Begin ROWS
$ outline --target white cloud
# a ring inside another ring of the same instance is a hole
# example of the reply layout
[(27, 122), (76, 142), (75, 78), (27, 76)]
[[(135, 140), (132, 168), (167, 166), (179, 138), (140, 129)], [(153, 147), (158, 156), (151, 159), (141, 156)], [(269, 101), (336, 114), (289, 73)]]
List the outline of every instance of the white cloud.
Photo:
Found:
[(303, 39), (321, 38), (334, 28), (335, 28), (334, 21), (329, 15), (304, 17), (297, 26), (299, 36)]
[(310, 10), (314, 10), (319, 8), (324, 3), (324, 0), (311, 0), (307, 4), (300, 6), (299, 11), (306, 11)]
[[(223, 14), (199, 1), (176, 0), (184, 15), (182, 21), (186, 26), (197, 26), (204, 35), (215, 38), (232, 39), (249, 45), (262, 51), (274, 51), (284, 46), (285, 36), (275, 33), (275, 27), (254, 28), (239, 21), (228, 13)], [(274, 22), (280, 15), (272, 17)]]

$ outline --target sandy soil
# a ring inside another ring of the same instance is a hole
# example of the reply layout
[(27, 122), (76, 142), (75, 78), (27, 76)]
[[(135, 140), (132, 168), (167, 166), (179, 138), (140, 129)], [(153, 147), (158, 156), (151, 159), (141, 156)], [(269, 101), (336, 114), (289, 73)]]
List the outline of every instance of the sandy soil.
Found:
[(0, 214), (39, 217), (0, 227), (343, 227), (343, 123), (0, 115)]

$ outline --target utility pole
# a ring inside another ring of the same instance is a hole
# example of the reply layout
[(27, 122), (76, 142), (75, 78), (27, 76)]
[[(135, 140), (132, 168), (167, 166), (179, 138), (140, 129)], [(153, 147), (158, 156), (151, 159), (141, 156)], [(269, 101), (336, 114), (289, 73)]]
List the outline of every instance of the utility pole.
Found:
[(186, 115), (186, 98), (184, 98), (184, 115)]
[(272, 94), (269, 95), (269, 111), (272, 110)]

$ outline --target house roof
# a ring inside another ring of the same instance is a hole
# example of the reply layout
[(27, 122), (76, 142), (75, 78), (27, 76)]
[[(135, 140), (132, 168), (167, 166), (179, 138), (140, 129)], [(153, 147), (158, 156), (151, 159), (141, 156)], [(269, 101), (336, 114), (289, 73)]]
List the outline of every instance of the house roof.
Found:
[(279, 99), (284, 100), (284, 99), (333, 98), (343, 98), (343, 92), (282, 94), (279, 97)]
End ROWS
- _GIVEN PROBLEM_
Convert the data, from its first line through the line containing "[(272, 94), (269, 95), (269, 111), (272, 110)]", into a numbered list, leaving out any blank lines.

- _PROBLEM SOLUTION_
1. $ outline --target white cloud
2. # a ring inside another ring of the same instance is a hole
3. # example of the reply layout
4. [(27, 122), (76, 142), (75, 78), (27, 76)]
5. [[(135, 140), (132, 168), (167, 166), (179, 138), (140, 129)], [(153, 147), (158, 156), (151, 159), (141, 156)], [(269, 101), (336, 114), (289, 73)]]
6. List the outline of every instance of the white cloud.
7. Photo:
8. Found:
9. [(303, 39), (321, 38), (334, 28), (335, 28), (334, 21), (329, 15), (304, 17), (297, 26), (299, 36)]
10. [(310, 10), (314, 10), (319, 8), (324, 3), (324, 0), (311, 0), (307, 4), (300, 6), (299, 11), (306, 11)]
11. [[(223, 14), (199, 1), (176, 0), (184, 15), (182, 21), (186, 26), (197, 26), (204, 35), (215, 38), (232, 39), (249, 45), (262, 51), (274, 51), (284, 46), (285, 36), (275, 33), (275, 27), (254, 28), (239, 21), (228, 13)], [(274, 22), (280, 15), (272, 17)]]
12. $ outline --target sandy soil
13. # a ring inside another ring of the same instance is a hole
14. # example of the reply layout
15. [(27, 122), (76, 142), (75, 78), (27, 76)]
16. [[(135, 140), (132, 168), (167, 166), (179, 138), (140, 129)], [(153, 147), (158, 156), (151, 159), (141, 156)], [(269, 101), (336, 114), (289, 73)]]
17. List the outline of every instance of the sandy soil.
18. Found:
19. [(0, 214), (39, 217), (0, 227), (343, 227), (343, 123), (0, 115)]
20. $ outline --target utility pole
21. # a ring inside another ring of the same instance is a hole
22. # example of the reply layout
23. [(27, 122), (76, 142), (75, 78), (27, 76)]
24. [[(135, 140), (132, 168), (167, 166), (179, 138), (140, 129)], [(153, 147), (158, 156), (151, 159), (141, 156)], [(269, 101), (336, 114), (289, 73)]]
25. List the outline of every instance of the utility pole.
26. Found:
27. [(186, 115), (186, 98), (184, 98), (184, 115)]
28. [(272, 94), (269, 95), (269, 111), (272, 110)]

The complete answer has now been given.